**WORK REQUEST:** Retype the album review below word for word, everything from "CATS’ sounds recalls" down to "above, more thunderous.".

**EXERCISE TEXT:**
Reviewed: [July 2021]
Released [2021 Self Released]
Reviewer: Peter Atkinson
For a duo, the Italian combo Coiled Around Thy Spine – very cool band name that unfortunately, for our purposes here, abbreviates as “CATS” – kick up quite a racket on their second album. From The Ashes is brash, loud and bone-rattlingly heavy thanks to the combination of guitarist Sergio Costa’s crashing riffs and frontman Daniele Rosso’s screeching vocals. If bombast is your thing, then look no further.
CATS’ sounds recalls the melodic death metal of Children Of Bodom – especially in Rosso’s upper register delivery, which eerily echoes that of the late Alexi Laiho – with some groovy twists, occasional black metal sprints and orchestral dalliances, and the tech-deathy agility of Costa, who also handles bass and did the mixing and mastering. From The Ashes picks things up where the pair left off on their 2018 debut Shades and makes it all bigger, bolder and, as noted above, more thunderous.

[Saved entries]
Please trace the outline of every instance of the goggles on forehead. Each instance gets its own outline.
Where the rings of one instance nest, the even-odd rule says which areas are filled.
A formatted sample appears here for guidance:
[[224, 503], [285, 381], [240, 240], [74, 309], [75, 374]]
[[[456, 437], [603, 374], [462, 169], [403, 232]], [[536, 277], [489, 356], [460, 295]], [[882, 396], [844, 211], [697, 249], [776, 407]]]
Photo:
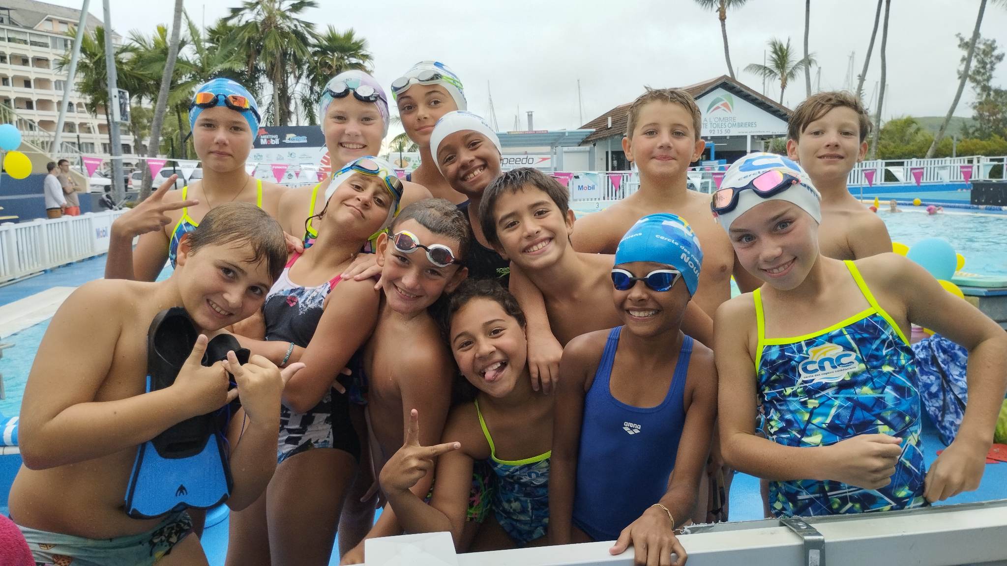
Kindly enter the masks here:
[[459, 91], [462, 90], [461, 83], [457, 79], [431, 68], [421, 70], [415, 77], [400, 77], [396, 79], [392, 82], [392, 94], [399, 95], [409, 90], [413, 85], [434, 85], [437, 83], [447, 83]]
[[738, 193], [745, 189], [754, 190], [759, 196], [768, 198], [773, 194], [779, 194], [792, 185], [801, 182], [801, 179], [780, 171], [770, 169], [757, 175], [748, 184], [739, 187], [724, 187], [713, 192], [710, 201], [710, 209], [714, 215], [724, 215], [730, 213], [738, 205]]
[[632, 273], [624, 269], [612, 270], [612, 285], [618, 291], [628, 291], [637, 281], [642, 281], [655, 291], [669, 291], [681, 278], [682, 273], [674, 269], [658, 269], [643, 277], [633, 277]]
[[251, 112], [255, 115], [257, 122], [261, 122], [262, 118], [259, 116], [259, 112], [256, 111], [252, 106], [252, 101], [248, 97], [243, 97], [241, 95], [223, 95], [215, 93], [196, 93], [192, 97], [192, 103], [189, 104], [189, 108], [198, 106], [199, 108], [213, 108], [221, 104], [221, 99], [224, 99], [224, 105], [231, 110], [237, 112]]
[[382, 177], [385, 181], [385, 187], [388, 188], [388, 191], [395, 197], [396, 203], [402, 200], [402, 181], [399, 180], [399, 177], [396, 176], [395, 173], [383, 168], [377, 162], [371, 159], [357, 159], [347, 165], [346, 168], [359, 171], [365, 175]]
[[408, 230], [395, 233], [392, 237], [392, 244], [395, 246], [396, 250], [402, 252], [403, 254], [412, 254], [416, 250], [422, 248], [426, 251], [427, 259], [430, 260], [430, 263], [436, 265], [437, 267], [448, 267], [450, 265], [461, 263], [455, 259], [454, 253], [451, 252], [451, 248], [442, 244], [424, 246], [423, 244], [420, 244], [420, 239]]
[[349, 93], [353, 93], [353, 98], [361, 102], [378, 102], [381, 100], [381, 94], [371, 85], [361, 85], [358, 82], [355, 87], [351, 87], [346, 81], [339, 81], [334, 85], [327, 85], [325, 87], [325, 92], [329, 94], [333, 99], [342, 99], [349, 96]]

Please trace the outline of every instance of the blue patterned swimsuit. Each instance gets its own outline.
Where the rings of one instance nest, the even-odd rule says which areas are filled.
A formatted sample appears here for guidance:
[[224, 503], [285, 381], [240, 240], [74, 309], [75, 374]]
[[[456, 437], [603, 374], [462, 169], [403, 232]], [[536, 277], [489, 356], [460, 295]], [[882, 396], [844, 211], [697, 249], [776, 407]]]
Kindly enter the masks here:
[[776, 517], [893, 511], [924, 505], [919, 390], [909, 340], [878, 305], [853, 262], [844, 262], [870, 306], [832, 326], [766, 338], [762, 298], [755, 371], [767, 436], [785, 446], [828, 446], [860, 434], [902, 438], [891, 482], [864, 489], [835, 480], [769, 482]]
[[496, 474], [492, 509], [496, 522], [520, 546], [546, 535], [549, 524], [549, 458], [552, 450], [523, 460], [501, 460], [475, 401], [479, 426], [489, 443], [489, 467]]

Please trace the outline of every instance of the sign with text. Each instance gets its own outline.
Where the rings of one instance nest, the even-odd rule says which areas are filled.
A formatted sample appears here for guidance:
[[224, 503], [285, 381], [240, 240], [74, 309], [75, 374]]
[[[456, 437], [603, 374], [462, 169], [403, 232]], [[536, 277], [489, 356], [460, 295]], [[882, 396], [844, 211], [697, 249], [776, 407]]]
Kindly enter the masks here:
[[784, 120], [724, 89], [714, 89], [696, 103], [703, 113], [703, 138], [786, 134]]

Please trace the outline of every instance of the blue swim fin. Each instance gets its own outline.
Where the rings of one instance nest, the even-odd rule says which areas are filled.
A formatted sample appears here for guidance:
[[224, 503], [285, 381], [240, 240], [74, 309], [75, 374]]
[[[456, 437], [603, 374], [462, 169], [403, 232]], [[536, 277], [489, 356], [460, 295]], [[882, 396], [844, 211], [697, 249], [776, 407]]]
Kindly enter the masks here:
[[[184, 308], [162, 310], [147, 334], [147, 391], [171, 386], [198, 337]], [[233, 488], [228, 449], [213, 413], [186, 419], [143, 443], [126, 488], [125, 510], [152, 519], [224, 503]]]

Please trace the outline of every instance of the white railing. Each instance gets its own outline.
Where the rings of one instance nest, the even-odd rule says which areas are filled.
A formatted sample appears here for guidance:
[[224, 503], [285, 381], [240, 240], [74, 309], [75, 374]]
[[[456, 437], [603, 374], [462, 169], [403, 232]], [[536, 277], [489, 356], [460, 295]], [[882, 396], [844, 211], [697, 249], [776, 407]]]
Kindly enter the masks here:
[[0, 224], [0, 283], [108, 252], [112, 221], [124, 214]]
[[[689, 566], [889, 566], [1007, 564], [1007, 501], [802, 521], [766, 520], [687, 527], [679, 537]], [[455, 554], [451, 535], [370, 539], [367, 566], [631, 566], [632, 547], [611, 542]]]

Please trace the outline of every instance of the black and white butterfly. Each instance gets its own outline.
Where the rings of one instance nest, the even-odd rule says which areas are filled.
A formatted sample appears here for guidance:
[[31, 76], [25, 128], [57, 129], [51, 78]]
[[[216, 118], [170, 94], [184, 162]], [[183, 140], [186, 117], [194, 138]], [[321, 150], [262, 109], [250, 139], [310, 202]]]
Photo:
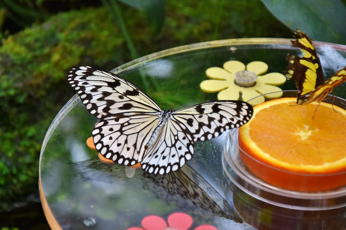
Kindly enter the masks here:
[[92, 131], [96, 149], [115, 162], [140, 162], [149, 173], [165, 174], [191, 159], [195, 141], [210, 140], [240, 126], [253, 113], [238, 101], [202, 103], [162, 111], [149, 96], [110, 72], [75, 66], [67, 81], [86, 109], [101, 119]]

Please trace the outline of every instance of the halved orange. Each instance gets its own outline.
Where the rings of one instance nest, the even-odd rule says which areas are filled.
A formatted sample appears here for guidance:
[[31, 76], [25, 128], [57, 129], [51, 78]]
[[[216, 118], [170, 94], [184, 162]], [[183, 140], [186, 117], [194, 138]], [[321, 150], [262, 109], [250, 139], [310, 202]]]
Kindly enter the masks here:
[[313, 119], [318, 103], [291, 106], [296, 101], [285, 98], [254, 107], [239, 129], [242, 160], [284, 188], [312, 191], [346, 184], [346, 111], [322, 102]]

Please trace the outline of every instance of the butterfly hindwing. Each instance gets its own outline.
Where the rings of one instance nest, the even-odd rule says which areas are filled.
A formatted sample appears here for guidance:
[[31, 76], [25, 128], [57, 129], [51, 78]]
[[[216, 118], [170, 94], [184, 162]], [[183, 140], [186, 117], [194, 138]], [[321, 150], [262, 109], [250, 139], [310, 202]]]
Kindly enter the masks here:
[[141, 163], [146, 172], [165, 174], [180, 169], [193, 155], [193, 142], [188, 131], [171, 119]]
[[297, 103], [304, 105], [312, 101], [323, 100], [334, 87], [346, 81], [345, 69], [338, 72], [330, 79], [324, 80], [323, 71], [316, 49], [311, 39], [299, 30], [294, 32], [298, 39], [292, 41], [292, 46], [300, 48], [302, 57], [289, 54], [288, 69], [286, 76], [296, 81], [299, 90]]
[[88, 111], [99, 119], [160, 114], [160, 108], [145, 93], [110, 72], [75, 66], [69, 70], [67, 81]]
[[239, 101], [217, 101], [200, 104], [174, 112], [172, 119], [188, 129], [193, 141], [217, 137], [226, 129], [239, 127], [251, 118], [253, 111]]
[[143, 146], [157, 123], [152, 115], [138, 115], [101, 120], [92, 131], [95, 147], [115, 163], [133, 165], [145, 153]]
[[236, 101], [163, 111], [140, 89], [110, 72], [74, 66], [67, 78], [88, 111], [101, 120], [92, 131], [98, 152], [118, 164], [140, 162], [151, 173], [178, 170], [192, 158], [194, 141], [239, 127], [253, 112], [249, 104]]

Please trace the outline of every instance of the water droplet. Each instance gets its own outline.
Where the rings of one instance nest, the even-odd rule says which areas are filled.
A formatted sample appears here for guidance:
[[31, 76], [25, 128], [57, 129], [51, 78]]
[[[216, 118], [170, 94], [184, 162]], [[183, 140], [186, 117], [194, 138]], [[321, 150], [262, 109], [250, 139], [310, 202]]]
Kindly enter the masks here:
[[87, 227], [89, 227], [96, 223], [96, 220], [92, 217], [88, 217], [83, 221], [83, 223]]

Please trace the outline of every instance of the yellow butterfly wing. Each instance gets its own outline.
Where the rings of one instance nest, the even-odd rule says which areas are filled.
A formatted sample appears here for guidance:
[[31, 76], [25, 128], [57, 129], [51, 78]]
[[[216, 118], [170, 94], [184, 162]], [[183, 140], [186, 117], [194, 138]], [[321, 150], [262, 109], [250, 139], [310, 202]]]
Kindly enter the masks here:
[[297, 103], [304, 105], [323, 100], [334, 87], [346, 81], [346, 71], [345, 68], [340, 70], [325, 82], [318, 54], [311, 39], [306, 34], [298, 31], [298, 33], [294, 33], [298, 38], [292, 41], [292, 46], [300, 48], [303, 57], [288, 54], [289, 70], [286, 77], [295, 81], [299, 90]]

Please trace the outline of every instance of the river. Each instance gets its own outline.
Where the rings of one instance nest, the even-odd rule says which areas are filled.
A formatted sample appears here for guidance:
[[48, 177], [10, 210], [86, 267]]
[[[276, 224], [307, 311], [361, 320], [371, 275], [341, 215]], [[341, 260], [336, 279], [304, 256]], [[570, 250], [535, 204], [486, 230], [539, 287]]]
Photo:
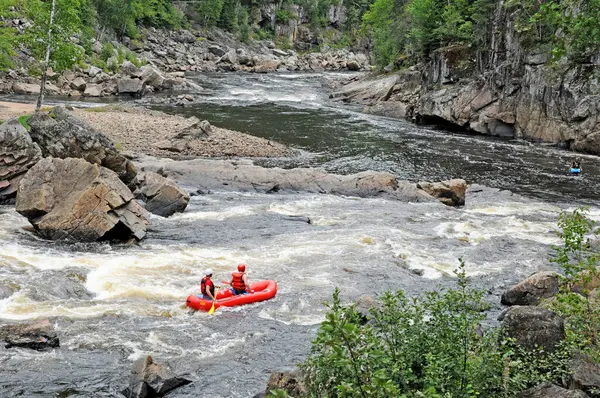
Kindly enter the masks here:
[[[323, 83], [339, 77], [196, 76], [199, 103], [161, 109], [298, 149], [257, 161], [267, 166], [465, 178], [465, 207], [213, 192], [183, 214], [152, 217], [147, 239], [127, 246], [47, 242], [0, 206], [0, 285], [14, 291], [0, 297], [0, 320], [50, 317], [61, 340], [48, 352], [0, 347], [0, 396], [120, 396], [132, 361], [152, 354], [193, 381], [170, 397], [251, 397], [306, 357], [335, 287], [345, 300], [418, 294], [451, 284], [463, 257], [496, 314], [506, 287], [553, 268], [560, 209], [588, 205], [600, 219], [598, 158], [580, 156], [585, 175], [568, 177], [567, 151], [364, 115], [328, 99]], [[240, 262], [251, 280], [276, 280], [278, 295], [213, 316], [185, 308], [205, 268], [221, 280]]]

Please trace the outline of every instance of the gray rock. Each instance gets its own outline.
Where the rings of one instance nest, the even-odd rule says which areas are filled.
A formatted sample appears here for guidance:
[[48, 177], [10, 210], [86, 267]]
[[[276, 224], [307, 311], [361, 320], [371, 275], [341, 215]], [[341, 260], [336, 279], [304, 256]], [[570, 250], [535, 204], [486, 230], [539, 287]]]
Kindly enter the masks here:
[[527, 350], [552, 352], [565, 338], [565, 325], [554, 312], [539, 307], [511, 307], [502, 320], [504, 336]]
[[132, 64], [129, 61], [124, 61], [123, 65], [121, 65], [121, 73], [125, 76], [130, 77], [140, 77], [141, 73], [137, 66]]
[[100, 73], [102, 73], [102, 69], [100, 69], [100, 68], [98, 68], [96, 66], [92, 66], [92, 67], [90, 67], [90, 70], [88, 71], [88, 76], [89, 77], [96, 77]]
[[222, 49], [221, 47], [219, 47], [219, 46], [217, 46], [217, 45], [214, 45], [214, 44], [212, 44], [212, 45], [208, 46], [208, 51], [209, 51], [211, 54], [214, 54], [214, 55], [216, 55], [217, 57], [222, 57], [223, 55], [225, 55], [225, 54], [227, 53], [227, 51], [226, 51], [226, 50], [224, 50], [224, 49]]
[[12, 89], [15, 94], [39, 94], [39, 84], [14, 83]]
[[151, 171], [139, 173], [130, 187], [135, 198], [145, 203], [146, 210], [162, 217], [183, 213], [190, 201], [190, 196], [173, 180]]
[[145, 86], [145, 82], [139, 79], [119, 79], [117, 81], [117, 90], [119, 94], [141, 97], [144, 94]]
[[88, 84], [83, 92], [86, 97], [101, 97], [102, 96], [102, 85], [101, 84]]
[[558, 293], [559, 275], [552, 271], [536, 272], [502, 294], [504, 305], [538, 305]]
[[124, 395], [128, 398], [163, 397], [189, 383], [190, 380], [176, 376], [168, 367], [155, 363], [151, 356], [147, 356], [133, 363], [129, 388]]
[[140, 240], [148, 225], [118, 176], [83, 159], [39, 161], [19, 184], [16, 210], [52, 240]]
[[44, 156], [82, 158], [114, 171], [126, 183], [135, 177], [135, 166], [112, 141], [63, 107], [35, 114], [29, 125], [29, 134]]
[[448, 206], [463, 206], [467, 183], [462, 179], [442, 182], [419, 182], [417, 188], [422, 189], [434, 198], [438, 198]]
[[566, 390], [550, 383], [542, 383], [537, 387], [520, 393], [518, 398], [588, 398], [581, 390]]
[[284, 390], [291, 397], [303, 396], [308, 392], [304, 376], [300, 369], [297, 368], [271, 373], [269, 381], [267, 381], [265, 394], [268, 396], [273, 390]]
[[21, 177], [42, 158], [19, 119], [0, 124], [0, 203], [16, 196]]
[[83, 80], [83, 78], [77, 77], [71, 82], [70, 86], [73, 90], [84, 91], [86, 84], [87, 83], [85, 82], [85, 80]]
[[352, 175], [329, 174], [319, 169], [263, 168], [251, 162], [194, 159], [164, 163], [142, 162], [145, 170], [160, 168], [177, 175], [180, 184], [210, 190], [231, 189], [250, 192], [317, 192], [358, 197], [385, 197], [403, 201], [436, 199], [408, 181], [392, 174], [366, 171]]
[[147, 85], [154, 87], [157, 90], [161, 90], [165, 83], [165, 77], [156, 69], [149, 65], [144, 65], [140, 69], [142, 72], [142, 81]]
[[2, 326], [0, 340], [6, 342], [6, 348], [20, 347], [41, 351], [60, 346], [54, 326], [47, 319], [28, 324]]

**TASK RESPONSE:**
CATS’ sounds recalls the melodic death metal of Children Of Bodom – especially in Rosso’s upper register delivery, which eerily echoes that of the late Alexi Laiho – with some groovy twists, occasional black metal sprints and orchestral dalliances, and the tech-deathy agility of Costa, who also handles bass and did the mixing and mastering. From The Ashes picks things up where the pair left off on their 2018 debut Shades and makes it all bigger, bolder and, as noted above, more thunderous.